_INSTRUCTIONS TO FOLLOW_
In full and without alteration, repeat the material.

Excerpts of bounding box data
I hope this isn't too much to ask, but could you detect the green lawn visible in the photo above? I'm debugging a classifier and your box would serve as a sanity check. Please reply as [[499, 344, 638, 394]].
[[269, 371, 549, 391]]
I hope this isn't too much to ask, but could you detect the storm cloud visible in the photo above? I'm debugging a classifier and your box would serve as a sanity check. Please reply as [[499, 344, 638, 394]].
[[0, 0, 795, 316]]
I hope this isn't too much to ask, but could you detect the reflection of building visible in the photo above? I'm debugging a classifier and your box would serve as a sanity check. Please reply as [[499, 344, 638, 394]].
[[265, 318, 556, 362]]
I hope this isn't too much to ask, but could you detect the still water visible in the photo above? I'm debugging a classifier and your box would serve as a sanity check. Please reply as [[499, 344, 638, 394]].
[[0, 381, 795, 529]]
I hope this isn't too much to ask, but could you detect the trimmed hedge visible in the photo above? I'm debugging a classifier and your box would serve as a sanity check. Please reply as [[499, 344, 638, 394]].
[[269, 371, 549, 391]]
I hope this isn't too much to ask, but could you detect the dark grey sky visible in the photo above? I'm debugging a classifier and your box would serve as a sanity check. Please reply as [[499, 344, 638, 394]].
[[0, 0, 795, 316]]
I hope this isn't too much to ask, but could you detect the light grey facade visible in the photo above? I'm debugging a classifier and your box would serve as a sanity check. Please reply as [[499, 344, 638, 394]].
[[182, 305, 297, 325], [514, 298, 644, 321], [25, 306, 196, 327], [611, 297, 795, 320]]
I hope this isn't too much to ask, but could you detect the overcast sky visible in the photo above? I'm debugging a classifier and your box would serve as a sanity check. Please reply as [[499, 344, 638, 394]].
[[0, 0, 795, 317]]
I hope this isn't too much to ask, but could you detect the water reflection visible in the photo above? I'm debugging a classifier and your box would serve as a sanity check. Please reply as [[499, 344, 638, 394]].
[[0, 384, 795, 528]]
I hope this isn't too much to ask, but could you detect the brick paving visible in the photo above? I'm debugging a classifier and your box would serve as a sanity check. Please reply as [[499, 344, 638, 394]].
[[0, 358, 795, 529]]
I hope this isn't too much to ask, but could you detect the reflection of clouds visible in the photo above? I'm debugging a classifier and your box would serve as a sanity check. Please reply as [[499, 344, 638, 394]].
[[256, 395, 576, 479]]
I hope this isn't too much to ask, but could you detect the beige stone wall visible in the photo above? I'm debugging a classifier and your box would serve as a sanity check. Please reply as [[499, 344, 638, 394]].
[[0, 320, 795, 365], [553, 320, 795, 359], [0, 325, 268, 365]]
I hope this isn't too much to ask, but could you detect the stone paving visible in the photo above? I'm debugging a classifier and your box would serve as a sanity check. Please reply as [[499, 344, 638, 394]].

_RESPONSE TO THIS EXERCISE_
I hope this isn't too much to ask, but could you detect the green lawn visible in the photo above? I'm debugging a classifier and your box would serve as a sanity check. Please reply as [[499, 344, 638, 394]].
[[269, 371, 549, 391]]
I hope this isn't too much to ask, but could you detect the storm cloud visible in the photo above? I'm debugging a classifier and your box would serve as a sanity check. Please reply as [[499, 344, 638, 394]].
[[0, 0, 795, 316]]
I hope this isn't too much to ask, but could you detect the reflection of building visible in the photo above? I'm debugging a classifier and your box would serve as a sanity check. Please reply as [[499, 344, 638, 394]].
[[265, 318, 556, 362]]
I hope this isn't too much to ask, but could you detect the still water visible in the photo above? I'm debugging a classifier and your box would serve as a sanity check. Please reply as [[499, 344, 638, 394]].
[[0, 381, 795, 529]]
I hope this isn't too much to ask, but could you detect the trimmed hedge visible in the photo above? I'm debugging a classifier and your box would serve as a sanity check. Please reply as [[499, 344, 638, 394]].
[[269, 371, 549, 391]]
I hope this isn't too much to ask, but could you detect the dark grey sky visible in the photo above? I'm debugging a classifier and your box would serve as a sanity check. Please reply as [[499, 344, 638, 394]].
[[0, 0, 795, 316]]
I hope this isn't too much to ask, but could you detect the light grey facade visible in the photo above? I'm debugging a classifier and your box would serve as a sanity check. Please reply as [[499, 344, 638, 394]].
[[182, 305, 297, 325], [514, 298, 644, 321], [25, 306, 196, 327], [611, 297, 795, 320]]
I hope this isn't too much to ask, but could you detect the overcast sky visible in the photo above? I'm debugging a classifier and your box would serve as a sanity check. Please reply as [[499, 344, 638, 394]].
[[0, 0, 795, 317]]
I hope this isn't too much to ask, but could you detect the water reflection visible in the photo above? I'm debugging a classifier and your box would serve as a sanity check. Please reply as [[499, 344, 638, 394]].
[[0, 384, 795, 528]]
I hope this isn't too much to ask, but could you detect the brick paving visible in the photo above? I'm debugging a classifier and your box would serve as a sanity check. Please reply as [[499, 344, 638, 394]].
[[0, 358, 795, 529]]
I hope this isn't too much to ask, but could you detect the reflection of clouds visible in the photo above? I'm debugging a classifier and your box would serve as a sanity check. Please reply as [[499, 344, 638, 394]].
[[256, 395, 576, 479]]
I hope this isn't too much to ask, but could you detect the beige stone wall visible in the photo above? I'm debugging a classifier and your box would serve as a sanity check. Please reply as [[499, 344, 638, 394]].
[[0, 320, 795, 365], [553, 320, 795, 359], [0, 325, 268, 365]]
I hope this isn't too much to ask, but could you detect the stone paving visible in the photo above? I'm debugging a classifier and your box would serve as a sanity check. Please reply as [[499, 344, 638, 394]].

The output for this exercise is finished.